— start of Reading text —
And it was seen by doing so that everyone could, yeah, earn a certain amount of living,
have enough food to live off, etc.
So it was seen as an economical way of allowing everyone to have an element of wealth in society.
But the problem with that, of course, is if you rely on one specific crop and it fails, then you're in big trouble because this is what you end up with, like a famine, etc.
So when we talk about the Great Famine, it's a series of events, really, from 1845 up to about 1848, roughly.
Essentially, this is what just continually happens.
It had happened in Europe if we look across the European continent paralleled, but the effect of it was just much more catastrophic in Ireland because of the focus of the majority of the population was this small like tenant farming. And that was a staple product. And if we look at the figures, about a million people die, about 1.5 million people emigrate. So we're talking primarily to North America, particularly United States and Canada. And it has a seismic effect. And it has a seismic effect because,
there's two beliefs in society that then emerge. From the large part, let's say, the Irish
Catholic population and some of it's more political figures, there's a belief that either this
was deliberate, or there's a belief that it wasn't deliberate, but there was not really much
assistance and aid that are provided to actually remedy this situation by the British government.
So it leads to, yeah, significant tension going forward in animosity. And I don't think it's an accident,
Even if we fast forward over 100 years later, where does what was called the Provisional Irish Republican Army get some of his weapons from America?
But if you look then at the generations of people and some of the people who are doing that and looking back at their families, so why are they in America in the first place?
It come from areas, for example, like Mayo or West Coast and Ireland or some of the South Coast areas, which were quite hard hit by the famine.
So, yeah, it's certainly in terms of, like, the generations of family afterward, it causes
significant grievance, understandably, and it's a real problem going forward.
— end of Reading text —
— start of Record set —
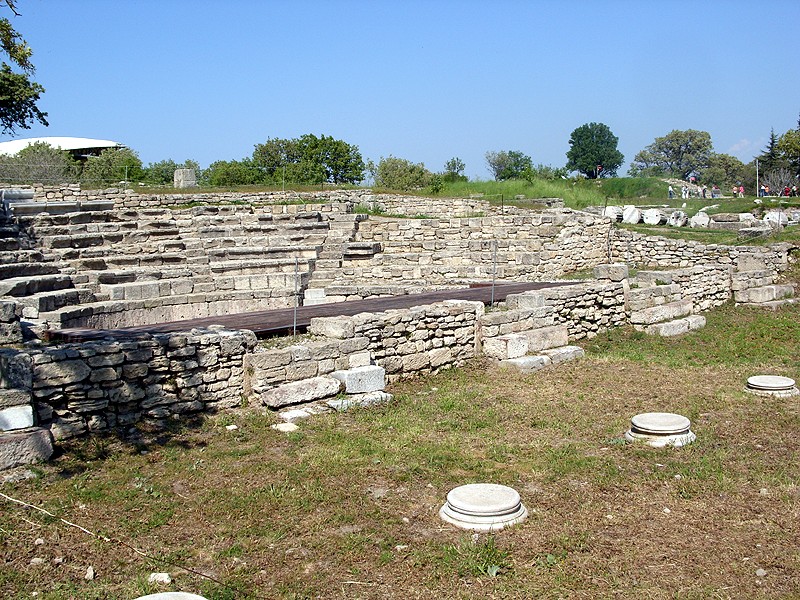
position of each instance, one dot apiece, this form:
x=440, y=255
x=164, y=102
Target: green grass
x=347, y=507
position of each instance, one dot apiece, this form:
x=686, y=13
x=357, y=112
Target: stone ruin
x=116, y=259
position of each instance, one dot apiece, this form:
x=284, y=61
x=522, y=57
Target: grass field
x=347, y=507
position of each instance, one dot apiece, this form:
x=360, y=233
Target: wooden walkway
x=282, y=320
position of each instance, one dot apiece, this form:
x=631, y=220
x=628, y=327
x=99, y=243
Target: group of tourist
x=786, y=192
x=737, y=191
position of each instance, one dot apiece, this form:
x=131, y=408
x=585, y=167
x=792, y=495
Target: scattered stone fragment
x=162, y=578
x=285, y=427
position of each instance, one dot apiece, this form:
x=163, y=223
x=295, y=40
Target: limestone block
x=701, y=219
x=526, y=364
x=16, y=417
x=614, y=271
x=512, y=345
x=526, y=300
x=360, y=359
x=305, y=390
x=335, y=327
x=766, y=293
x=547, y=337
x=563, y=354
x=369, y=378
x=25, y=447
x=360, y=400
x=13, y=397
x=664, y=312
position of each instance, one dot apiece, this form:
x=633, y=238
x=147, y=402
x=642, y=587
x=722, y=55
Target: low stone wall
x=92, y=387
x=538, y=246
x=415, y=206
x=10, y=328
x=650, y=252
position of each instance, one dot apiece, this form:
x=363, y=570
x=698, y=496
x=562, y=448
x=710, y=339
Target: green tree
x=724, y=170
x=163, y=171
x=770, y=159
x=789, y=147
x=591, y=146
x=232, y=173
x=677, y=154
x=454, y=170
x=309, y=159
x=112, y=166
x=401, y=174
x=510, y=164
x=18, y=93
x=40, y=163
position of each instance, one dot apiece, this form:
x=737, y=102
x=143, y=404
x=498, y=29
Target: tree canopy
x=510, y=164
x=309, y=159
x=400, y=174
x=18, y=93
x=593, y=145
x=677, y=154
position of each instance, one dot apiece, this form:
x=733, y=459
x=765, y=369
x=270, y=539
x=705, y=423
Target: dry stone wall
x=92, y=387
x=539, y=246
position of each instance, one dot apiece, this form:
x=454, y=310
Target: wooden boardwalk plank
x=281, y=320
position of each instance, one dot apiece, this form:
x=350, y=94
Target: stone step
— end of Record set —
=== Objectives ===
1. Answer these questions using the passage on the Great Famine:
(a) Which years does the passage give for the Great Famine?
(b) About how many people died, and about how many emigrated?
(c) Which areas does it name as hard hit by the famine?
2. Pick up the passage on the Great Famine at the point where it stops and carry it on for a few sentences.

=== Responses by task ===
1.
(a) From 1845 up to about 1848.
(b) About a million people died, and about 1.5 million emigrated.
(c) Mayo, the West Coast of Ireland, and some of the South Coast areas.

2.
As we said, just that backdrop I talked about the very beginning there, that relations potentially
could have improved because you took the discriminatory acts in society away, but, yeah,
then the famine kind of seems to reinforce the vision, really.
This is Dan Snow's history here.
More after this.
The Great Irish Famine, or The Great Hunger, is one of the darkest chapters in modern European history.
It was so severe that Ireland's population plummeted by about a third due to death and emigration.
The horrors of this period that the turmoil were seared into the minds of the Irish at the time.
Historians and the public still argue about that famine in fascinating ways.
Firstly, could more have been done.
Critics argue that the British turned a natural disaster into a man-made catastrophe.
And the other question is, if more could have been done and wasn't, was this deliberate?
Was it genocide?
Some argue that British government's failure to come up with famine relief.
There was deliberateness there.
Were they willing to let that Irish population collapse?
were they happy to see that Irish Catholic population shrink dramatically?
Others see cock up instead of conspiracy.
The British government might have been negligent, incompetence.
It might have been cruel, but they don't see a plan to exterminate Irish people.
Now, regardless of where we land, the famine changed Irish society,
and the way the famine was remembered would prove to be rocket fuel.
It fueled resentment against British rule.
The memory of it would play a huge part in effect.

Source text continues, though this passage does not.